# [TEXT SEGMENT]
§
|Publication number||US5410604 A|
|Application number||US 07/867,827|
|Publication date||Apr 25, 1995|
|Filing date||Apr 14, 1992|
|Priority date||Apr 16, 1991|
|Publication number||07867827, 867827, US 5410604 A, US 5410604A, US-A-5410604, US5410604 A, US5410604A|
|Inventors||Hiroyuki Saito, Masahiro Kusano|
|Original Assignee||Nissan Motor Co., Ltd.|
|Export Citation||BiBTeX, EndNote, RefMan|
|Patent Citations (12), Non-Patent Citations (2), Referenced by (33), Classifications (12), Legal Events (6)|
|External Links: USPTO, USPTO Assignment, Espacenet|
(1) Field of the Invention
The present invention relates generally to a system for reducing noise sounding in a closed space due to a propagation of a vibrating noise in the closed space from a vibration source of a power unit (such as a vehicular engine) mounted in the vehicle (hereinafter referred to as a closed sound). Particularly, the present invention relates to the apparatus and system for reducing the closed sound sounded in the closed space due to the propagation in the closed space from the vibrations of the power unit which is easy in adjustment during an initial power supply of the apparatus.
§
# [RECORD LIST]

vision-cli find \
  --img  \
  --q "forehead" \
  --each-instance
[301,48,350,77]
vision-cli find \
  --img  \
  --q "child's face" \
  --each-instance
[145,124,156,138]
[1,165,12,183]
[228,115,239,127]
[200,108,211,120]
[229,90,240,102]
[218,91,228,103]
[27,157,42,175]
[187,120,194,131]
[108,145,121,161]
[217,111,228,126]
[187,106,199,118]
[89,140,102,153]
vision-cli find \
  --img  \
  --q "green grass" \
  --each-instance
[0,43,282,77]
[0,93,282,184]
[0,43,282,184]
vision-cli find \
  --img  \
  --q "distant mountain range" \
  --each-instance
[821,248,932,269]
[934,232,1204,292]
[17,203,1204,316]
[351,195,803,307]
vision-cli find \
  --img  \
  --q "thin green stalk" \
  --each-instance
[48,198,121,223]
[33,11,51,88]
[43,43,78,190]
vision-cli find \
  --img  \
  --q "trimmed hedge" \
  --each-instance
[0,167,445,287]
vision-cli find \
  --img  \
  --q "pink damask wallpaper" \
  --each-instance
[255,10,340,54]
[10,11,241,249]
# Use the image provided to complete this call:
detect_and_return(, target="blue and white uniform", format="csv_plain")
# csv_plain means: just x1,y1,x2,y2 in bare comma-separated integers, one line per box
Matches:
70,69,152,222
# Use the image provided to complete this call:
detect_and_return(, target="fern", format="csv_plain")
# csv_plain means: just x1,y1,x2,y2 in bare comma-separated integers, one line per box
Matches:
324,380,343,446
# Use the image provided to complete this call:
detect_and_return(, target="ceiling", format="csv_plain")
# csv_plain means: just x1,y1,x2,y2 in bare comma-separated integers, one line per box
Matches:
§
# [CHALLENGE]
According to the patent listing above, what company is the original assignee?

# [OUTPUT]
Nissan Motor Co., Ltd.